JOB: Starting at the row that contains "[locate] brown rabbit's" and going through the final row, write each line out again, requests included. Multiply every x and y coordinate in the answers by 2.15 and round to whole numbers, with halves going up.

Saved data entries
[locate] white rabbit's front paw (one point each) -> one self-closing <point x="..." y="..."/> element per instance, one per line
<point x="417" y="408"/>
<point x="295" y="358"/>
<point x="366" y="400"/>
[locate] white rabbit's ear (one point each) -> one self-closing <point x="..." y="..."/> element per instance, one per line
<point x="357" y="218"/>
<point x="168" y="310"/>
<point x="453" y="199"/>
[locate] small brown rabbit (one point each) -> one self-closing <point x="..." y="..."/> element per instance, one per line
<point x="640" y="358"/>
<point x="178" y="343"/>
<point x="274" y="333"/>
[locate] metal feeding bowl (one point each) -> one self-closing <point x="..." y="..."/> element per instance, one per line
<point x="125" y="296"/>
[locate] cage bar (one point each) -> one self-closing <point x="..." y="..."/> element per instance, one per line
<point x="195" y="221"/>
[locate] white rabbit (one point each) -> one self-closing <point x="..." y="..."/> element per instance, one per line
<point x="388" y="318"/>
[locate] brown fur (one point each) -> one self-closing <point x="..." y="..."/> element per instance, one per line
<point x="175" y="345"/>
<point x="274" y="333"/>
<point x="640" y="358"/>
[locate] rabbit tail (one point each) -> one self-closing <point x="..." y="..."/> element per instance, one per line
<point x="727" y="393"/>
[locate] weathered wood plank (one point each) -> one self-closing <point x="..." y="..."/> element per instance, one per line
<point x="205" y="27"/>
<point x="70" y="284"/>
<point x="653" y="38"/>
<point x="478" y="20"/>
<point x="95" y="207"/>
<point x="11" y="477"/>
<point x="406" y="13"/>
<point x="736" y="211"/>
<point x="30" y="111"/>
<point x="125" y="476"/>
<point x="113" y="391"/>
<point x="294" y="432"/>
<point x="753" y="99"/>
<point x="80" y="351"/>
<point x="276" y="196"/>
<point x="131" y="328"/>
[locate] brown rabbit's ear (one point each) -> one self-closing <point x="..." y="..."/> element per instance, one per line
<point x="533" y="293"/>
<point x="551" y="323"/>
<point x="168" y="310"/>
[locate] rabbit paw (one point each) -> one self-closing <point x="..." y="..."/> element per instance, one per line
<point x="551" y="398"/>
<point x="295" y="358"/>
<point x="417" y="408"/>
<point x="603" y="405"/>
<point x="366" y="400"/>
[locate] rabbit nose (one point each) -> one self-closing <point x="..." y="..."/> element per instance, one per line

THE ANSWER:
[locate] brown rabbit's ear (one point each) -> one self-closing <point x="..." y="..."/> element per instance, one per line
<point x="1146" y="630"/>
<point x="1185" y="694"/>
<point x="361" y="667"/>
[locate] rabbit paw (one point each) -> one self-closing <point x="..." y="..."/> element per instance, one per line
<point x="1185" y="856"/>
<point x="634" y="770"/>
<point x="897" y="877"/>
<point x="1296" y="871"/>
<point x="787" y="860"/>
[locate] rabbit nose (one point each) -> one self-closing <point x="..." y="..."/> element per instance, one per line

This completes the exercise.